* BRANO FORNITO *
Elena di soli 39 anni è stata ricoverata in terapia intensiva e sua sorella Silvia, dottoressa infettivologa, ha fatto tutto il possibile per tirarla fuori da quell’incubo. Elena ricorda di non essere mai riuscita a dormire, aveva continuamente le allucinazioni e ora è terrorizzata al solo pensiero della fame d’aria. Di fronte all’incertezza del COVID-19, Franco, Giusy ed Elena lottano per la loro vita. I loro sforzi si legano fortemente a quelli di Lina, Silvia, Noemi e degli altri operatori sanitari, i quali tra le altre cose facilitano e mantengono i contatti con i familiari dei pazienti. Non sono mere relazioni pazientemedico. Sono qualcosa di molto più intimo, legami di forte e delicata profondità, l’ultima cosa a cui potersi aggrappare, di fronte a questa tragedia collettiva.

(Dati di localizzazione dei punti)
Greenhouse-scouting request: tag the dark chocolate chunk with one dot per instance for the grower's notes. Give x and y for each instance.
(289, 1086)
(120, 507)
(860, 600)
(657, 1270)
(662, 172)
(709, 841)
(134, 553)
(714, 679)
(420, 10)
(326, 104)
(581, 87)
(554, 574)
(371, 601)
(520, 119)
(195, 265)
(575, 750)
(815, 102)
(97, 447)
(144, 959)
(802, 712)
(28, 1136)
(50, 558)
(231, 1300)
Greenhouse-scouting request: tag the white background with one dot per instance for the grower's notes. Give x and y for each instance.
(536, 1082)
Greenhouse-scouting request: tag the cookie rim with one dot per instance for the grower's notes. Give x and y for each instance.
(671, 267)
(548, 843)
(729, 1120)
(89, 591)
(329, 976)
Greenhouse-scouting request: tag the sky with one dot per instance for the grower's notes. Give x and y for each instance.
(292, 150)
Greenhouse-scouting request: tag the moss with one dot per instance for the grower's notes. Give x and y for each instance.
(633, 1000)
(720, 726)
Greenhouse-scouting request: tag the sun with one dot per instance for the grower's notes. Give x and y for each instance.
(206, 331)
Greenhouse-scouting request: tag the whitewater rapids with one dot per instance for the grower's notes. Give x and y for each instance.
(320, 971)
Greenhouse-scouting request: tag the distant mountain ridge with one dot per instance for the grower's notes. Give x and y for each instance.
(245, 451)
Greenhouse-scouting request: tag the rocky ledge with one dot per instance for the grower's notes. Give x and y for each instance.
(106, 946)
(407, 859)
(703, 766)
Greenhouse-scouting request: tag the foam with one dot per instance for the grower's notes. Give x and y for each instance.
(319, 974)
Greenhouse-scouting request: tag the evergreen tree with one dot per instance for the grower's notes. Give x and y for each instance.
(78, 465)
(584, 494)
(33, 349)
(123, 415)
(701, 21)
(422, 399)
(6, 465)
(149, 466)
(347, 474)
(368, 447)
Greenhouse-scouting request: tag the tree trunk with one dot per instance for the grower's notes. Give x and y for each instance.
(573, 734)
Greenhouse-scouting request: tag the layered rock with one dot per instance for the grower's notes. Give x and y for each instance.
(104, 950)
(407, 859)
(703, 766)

* ATTIVITÀ DA SVOLGERE *
#1 Rispondi alle seguenti domande sul brano dei pazienti COVID-19:
(a) Quanti anni ha Elena?
(b) Che professione svolge Silvia, la sorella di Elena?
(c) Che cosa facilitano e mantengono gli operatori sanitari, tra le altre cose?
#2 Prosegui il brano sui pazienti COVID-19 dopo la sua ultima frase.

* SOLUZIONI *
#1
(a) Elena ha 39 anni.
(b) Silvia è una dottoressa infettivologa.
(c) I contatti con i familiari dei pazienti.

#2
Michele Aiello racconta…
“Ogni volta che penso a un medico, penso a mia mamma, Silvia, una pediatra inarrestabile e generosa. Fin da piccolo sono affascinato dalla sua attitudine al lavoro, completamente dedita alla cura dei bambini, che siano pazienti suoi o meno, sempre disponibile anche ben oltre gli orari di reperibilità. Quando la pandemia ha colpito l’Italia e gli ospedali hanno cominciato a fronteggiare la prima grande ondata di pazienti, ho pensato alle tante Silvie, instancabili lavoratrici che rappresentano un punto di riferimento prezioso per la loro comunità. Da lì è cresciuto il desiderio di raccontare un certo tipo di rapporto nella cura, non solo sanitario ma di sincero trasporto. Per questo motivo non volevo ritrarre il personale sanitario come un eroe impersonale, come montava nella grande narrazione mediatica. Piuttosto, mi interessava cogliere l’essenza di alcuni momenti capaci di raccontare, con piccoli gesti, i grandi dilemmi dell’umanità in un momento storico così importante per tutti. In particolare, mi interessava il punto di vista di persone normali nella condizione obbligata di dover lavorare in condizioni eccezionali, senza un tornaconto personale“.
“Inoltre, volevo intercettare un altro imponente e delicato momento di questa situazione estremamente complessa: l’isolamento dei pazienti. Le uniche persone che possono stare coi pazienti affetti da COVID-19, e confortarli, sono medici e infermieri. Ma questi unici contatti sono possibili solo attraverso le barriere protettive, anche nei momenti più critici, in punto di morte. Questo doppio dramma di morire senza i propri cari attorno, e di dover vedere morire qualcuno in solitudine, doveva essere raccontato. Ho cercato di farlo nella maniera più rispettosa possibile. Il rispetto verso i testimoni di questa storia non è stata l’unica sfida di questo progetto. Fare un film senza poter fare sopralluoghi è davvero tremendo. Di fatto, io e Luca Gennari abbiamo scritto la storia mentre la filmavamo“.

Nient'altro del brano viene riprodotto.